Life insurance trusts
can be designed to keep the proceeds of a life insurance policy out of your estate and give your estate liquidity. Generally, you can fund a life insurance trust either by transferring an existing life insurance policy or by having the trust purchase a new policy. (Note that transferring an existing policy may have gift tax consequences - consult your tax advisor.) To avoid inclusion in your estate, such trusts must be irrevocable- meaning that you cannot dissolve the trust or change the terms of the trust if you change your mind later. With proper planning, the proceeds from life insurance held by the trust may pass to trust beneficiaries without income or estate taxes.This gives them cash, which may be used to help pay estate taxes or other expenses, such as debts or funeral costs.

Estate planning is very complex and is subject to changing laws. Be sure to seek professional advice from a qualified attorney, and perhaps a CPA. The money you spend now to plan your estate can mean more money for your beneficiaries in the end.

Call us Today at (949)589-8151

 

WILLS AND TRUSTS

We all do our best to prepare for the future. Few of us like to think about our end of days, but it is important to have your affairs in order to ensure that your loved ones are cared for and your assets are distributed or maintained in the way that you intend. There are two main vehicles for protecting your assets and providing for your loved ones after your death: wills and trusts.

A trust enables you to create a separate legal entity to protect your property and assets from probate, taxes and public scrutiny. Trusts may be established while you are living or upon your death as set forth in your will. The type of trust you establish will determine how much control you have over the property that you place within it.

A will is a legal document that allows you to name a guardian for your child and specify who will inherit your property after you die. Without a will, you will have no say in what happens to your property.

The main advantage for a living trust is the avoidance of probate.
Probate is a state court proceeding in which your property is transferred to your heirs. All Wills must be probated. Since probate only affects assets which you own at the time of your death, assets placed in a living trust are not owned by you, therefore, there is no probate on those assets. Probate will generally cost about 3-4% of the value of the probate assets and will take between 9 months to 2 years (absent litigation or contested claims) to complete.

Confidentiality and Continuity of Ownership
Since probate is a court proceeding, your Will and the valuation of your assets are open to public inspection. A living trust, however, is confidential and the transfer of assets from the living trust is kept from public view. When the grantor of a living trust dies or becomes incapacitated, the successor trustee continues the administration of the living trust. There is absent the "gap" period between the time of death and the appointment of the executor which occurs under a Will. Also, the continuity of the living trust is preserved if the grantor becomes incapacitated through illness or accident through the successor trustee. In this case, the living trust would be administered for the benefit of the grantor.

### Recorded data
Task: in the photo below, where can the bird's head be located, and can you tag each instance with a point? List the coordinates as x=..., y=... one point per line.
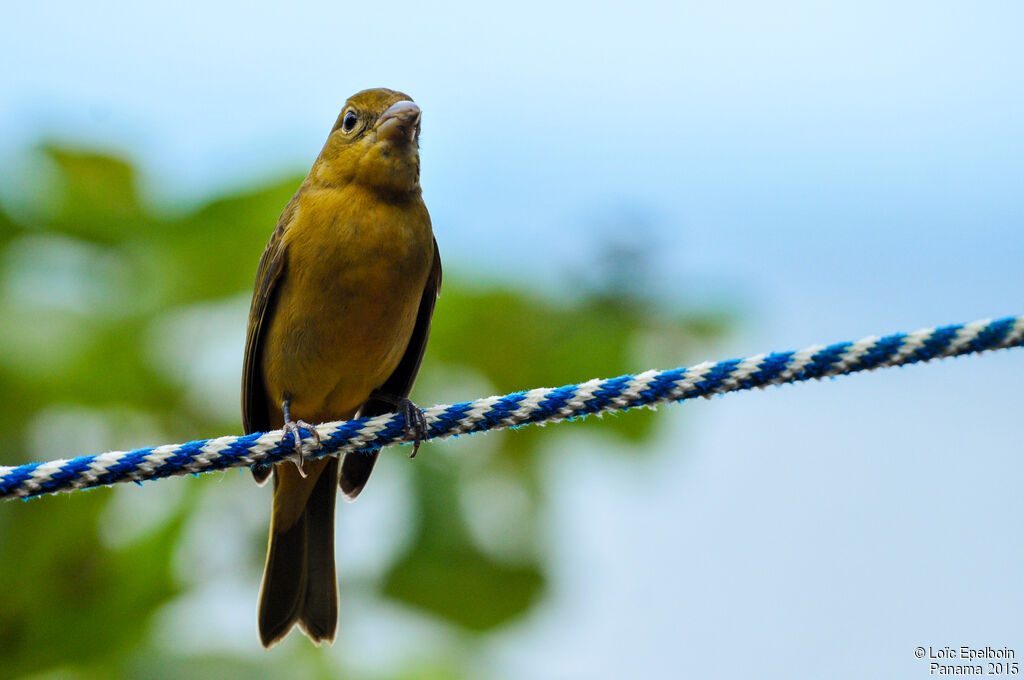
x=374, y=142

### Exercise set
- a) According to the passage on wills and trusts, why are assets placed in a living trust not subject to probate? Answer in one to three sentences.
- b) Continue the passage on wills and trusts from its final sentence.

### Answers to the tasks
- a) Probate only affects assets that you own at the time of your death. Assets placed in a living trust are not owned by you, so there is no probate on those assets.

- b)
Advantages to a Will
A Will only takes effect upon the death of the person, therefore, nothing has to be transferred or administered currently. Also, the probate estate is a separate taxpayer which can select a fiscal year end -- an advantage over a living trust. The decedent's creditors have a very short statute of limitations period to bring any claims in a probate and once that period has passed, those creditors are barred from asserting claims against the heirs. The probate is an orderly and well established process; creditors and debtors familiar with dealing with an executor of a Will. Dealing with the probate court system and bureaucracy, however, can be a lengthy and frustrating experience. In conclusion, the Will presents none of the administration difficulties associated with a living trust during the life of the grantor.

Disadvantages of a Living Trust
All assets which are to be owned by the living trust must be transferred currently into the living trust. Real property deeds must be transferred into the name of the living trust and if the transfer involves real estate, other than a personal residence, then generally all lien holders (mortgagees) must consent to the transfer. Likewise, all bank accounts must be reopened in the name of the living trust, all partnership and stock interests must be transferred, and each of these transfers typically requires special documentation by the transfer agent. In addition, the trustee must title and sign all documents relating to the living trust as "John Doe, Trustee, John Doe Revocable Trust dated January 1, 1989", instead of merely signing his or her name. All purchases and sales must be conducted in the name of the living trust. Third parties who are used to dealing with an individual often have a difficult time dealing with the trustee of a living trust. Often they will insist that the living trust agreement be provided or that their attorneys review the living trust, at the living trust's expense, before they will transact business with the trustee. Inevitably, the trustee must educate those with whom he or she does business as to the legal validity of the living trust and the legal right of the trustee to transact business on behalf of the trust. To summarize, the transfer of assets to the living trust must be carefully and properly documented, and dealing with third parties tends to be difficult. The living trust, because of the transfer of documents and its operation as a viable entity during the grantor's lifetime, make it more expensive to draft and implement than a Will.

WHY SHOULD I HAVE A LIVING TRUST?
There are several reasons why a Living Trust is essential to good estate planning. However, the single most important reason why someone should have a Living Trust is to avoid probate! A Living Trust eliminates the need for your heirs or surviving spouse to be subjected to the agony and unnecessary cost of probate. A Living Trust further provides the entity to ensure that you either pay no estate and inheritance taxes or at least minimize those onerous taxes. In addition, a Living Trust establishes the means to provide for your needs in the event that you become incompetent. It can provide for the support and education of your minor children. It can further provide care for a handicapped child without jeopardizing his or her governmental benefits. A Living Trust can also insure what all people want-privacy of their financial affairs. When a will is probated, it is filed with the court. All court filings are considered public record which allows anyone to go to the court and view them. Since a Living Trust is not probated it never becomes a public record. Hence, no one can view the Trust without the Trustees permission.

In Conclusion
Initially a living trust has greater costs with respect to its formation and implementation than a Will, but those costs are usually a small percentage of the amount saved through the avoidance of probate costs at the time the grantor dies. Additionally, if confidentiality and continuity of ownership are important objectives, then the living trust is the document of choice. Conversely, if confidentiality and continuity are not important objectives, and if the initial cost and constant administration of a living trust outweigh the potential savings through the avoidance of probate, then a Will should be used.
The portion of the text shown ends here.